_ASSIGNMENT:_
Your answer must be the data repeated exactly, with no pictures in it.

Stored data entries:
● ● ● ● ● ● ●

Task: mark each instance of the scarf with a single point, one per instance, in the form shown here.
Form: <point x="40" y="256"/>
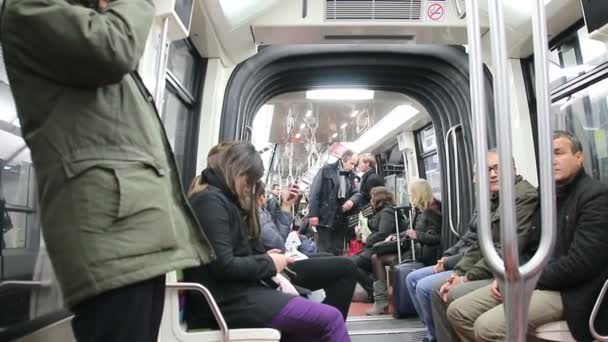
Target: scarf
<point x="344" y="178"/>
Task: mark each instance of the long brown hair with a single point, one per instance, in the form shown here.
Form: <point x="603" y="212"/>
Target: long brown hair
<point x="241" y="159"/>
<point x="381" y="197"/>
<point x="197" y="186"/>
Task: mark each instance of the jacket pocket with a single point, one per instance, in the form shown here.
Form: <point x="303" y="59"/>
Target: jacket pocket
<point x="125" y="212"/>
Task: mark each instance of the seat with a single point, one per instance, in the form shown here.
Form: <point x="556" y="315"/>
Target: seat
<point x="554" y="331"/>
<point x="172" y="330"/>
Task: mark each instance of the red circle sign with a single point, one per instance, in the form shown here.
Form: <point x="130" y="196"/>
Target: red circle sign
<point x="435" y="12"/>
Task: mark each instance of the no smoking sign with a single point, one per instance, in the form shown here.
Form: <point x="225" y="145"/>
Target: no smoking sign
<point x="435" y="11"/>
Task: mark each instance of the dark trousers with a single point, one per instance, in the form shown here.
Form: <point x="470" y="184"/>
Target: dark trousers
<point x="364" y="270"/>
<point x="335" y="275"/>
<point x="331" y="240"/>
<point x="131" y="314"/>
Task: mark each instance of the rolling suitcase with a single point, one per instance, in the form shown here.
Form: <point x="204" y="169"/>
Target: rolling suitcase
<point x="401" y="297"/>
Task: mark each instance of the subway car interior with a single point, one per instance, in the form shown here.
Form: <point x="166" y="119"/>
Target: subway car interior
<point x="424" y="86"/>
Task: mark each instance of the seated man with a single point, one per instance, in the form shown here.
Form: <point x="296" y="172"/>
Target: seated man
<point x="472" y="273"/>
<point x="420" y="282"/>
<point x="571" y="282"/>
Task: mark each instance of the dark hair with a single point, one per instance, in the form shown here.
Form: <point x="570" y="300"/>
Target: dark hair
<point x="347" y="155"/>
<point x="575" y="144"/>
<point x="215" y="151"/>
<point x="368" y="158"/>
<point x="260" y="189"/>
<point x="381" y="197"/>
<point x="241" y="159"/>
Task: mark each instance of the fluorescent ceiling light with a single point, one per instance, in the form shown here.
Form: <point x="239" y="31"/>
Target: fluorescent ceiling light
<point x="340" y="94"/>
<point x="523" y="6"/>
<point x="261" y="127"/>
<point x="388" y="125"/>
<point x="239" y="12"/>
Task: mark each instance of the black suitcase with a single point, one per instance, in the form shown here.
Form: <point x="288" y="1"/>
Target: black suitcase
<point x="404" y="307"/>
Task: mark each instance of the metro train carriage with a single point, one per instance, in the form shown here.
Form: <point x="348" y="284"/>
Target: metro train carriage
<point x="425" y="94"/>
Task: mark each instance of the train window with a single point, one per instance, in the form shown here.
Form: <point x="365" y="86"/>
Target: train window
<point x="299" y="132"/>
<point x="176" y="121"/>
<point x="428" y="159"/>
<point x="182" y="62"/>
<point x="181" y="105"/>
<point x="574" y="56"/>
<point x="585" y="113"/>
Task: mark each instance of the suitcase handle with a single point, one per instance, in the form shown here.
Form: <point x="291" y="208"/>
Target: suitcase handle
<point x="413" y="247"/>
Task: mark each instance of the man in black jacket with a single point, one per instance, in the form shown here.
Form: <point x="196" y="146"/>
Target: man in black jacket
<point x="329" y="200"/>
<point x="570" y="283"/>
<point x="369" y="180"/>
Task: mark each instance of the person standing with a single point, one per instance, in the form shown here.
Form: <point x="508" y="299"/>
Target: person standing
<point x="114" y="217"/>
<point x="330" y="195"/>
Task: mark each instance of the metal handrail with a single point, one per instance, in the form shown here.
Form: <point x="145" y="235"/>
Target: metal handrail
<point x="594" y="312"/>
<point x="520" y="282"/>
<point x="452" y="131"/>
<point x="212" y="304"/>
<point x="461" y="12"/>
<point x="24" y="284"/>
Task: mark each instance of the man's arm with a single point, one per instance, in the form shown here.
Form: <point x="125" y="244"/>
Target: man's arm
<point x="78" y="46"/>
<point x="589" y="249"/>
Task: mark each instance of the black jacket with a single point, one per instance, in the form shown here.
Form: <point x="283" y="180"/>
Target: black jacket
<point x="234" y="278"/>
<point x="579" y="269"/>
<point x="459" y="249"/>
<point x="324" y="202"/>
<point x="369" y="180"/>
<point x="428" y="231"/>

● ● ● ● ● ● ●

_YOUR RESPONSE:_
Task: mark each instance of the scarf with a single point, one per instance, in the form shown here.
Form: <point x="40" y="256"/>
Target: scarf
<point x="344" y="178"/>
Task: mark each instance of the long brown hair with a single point, one per instance, in the form shown here.
Form: <point x="603" y="212"/>
Target: long brown hair
<point x="241" y="159"/>
<point x="381" y="197"/>
<point x="197" y="186"/>
Task: mark each instance of the jacket pocket with a single point, one per instance, in the form shown here.
Form: <point x="303" y="59"/>
Target: jacket pocket
<point x="125" y="212"/>
Task: mark each instance of the seat with a single point, one per instance, in the form shown here.
Form: <point x="556" y="315"/>
Target: seat
<point x="554" y="331"/>
<point x="172" y="330"/>
Task: mark each instance of the red circle sign with a single point, one per instance, in the form shown here.
Form: <point x="130" y="196"/>
Target: red circle sign
<point x="435" y="12"/>
Task: mark each instance of the no smoking sign with a single point, one per instance, in the form shown here.
Form: <point x="225" y="145"/>
Target: no smoking sign
<point x="435" y="11"/>
Task: mark each instance of the dark trousers with a single point, one per instance, in the form shown here.
Form: <point x="470" y="184"/>
Target: dark trousers
<point x="364" y="270"/>
<point x="335" y="275"/>
<point x="331" y="240"/>
<point x="131" y="314"/>
Task: mark each instance of the rolling suitcase with a single point, one per instance, in the form shown here.
Form: <point x="204" y="169"/>
Target: rolling suitcase
<point x="401" y="297"/>
Task: mark each instance of the subway car interior with a single point, one per instance, in the form shown here.
Form: <point x="166" y="119"/>
Target: subway car interior
<point x="424" y="86"/>
Task: mark each instance of the seated man with a single point, one per instance, in the form shown here.
Form: <point x="296" y="172"/>
Target: seated man
<point x="472" y="273"/>
<point x="420" y="282"/>
<point x="571" y="282"/>
Task: mark each instance of the dark hair with a single point, one per instance, in the form shown here.
Form: <point x="570" y="300"/>
Target: dark hair
<point x="347" y="155"/>
<point x="575" y="144"/>
<point x="215" y="151"/>
<point x="368" y="158"/>
<point x="260" y="189"/>
<point x="381" y="197"/>
<point x="241" y="159"/>
Task: mark each instance of the fluorescent ceiling light with a single point, one per instance, in the form shown here.
Form: <point x="239" y="31"/>
Target: fluorescent ceiling light
<point x="340" y="94"/>
<point x="523" y="6"/>
<point x="261" y="127"/>
<point x="388" y="125"/>
<point x="239" y="12"/>
Task: mark each instance of the black suitcase with a single point, one per instance, in the form shown here.
Form: <point x="288" y="1"/>
Target: black suitcase
<point x="404" y="307"/>
Task: mark each instance of the metro train carriage with a single point, one per instance, in the form shown here.
Form: <point x="348" y="284"/>
Target: metro train carriage
<point x="425" y="94"/>
Task: mark each instance of the train window with a single point, one per instance, in the form shown here.
Form: <point x="365" y="86"/>
Target: train window
<point x="299" y="132"/>
<point x="176" y="121"/>
<point x="428" y="159"/>
<point x="182" y="62"/>
<point x="181" y="105"/>
<point x="574" y="56"/>
<point x="585" y="113"/>
Task: mark each instance of the suitcase handle with a single point, one per instance, in the form shown here.
Form: <point x="291" y="208"/>
Target: suitcase handle
<point x="413" y="247"/>
Task: mark each instance of the man in black jacket with a single point, one per instance, in the form shown here.
Form: <point x="196" y="146"/>
Target: man in black jacket
<point x="329" y="200"/>
<point x="570" y="283"/>
<point x="369" y="180"/>
Task: mark each instance of the person standing with a single point, one per instance, in the form shown here.
Form: <point x="508" y="299"/>
Target: person standing
<point x="114" y="217"/>
<point x="330" y="195"/>
Task: mark each instance of the metal handrail with a single point, one per instance, in the form shown here.
Form: <point x="145" y="235"/>
Target: metal handrail
<point x="594" y="312"/>
<point x="520" y="282"/>
<point x="452" y="131"/>
<point x="212" y="304"/>
<point x="461" y="12"/>
<point x="24" y="284"/>
Task: mark each instance of the man's arm with a single point, one per instance, in the form shown here.
Form: <point x="125" y="244"/>
Target: man's arm
<point x="78" y="46"/>
<point x="589" y="249"/>
Task: mark each instance of the black jacket with a single point, one per instance, in the form shown here.
Form: <point x="283" y="180"/>
Target: black jacket
<point x="234" y="278"/>
<point x="579" y="269"/>
<point x="459" y="249"/>
<point x="324" y="202"/>
<point x="369" y="180"/>
<point x="428" y="231"/>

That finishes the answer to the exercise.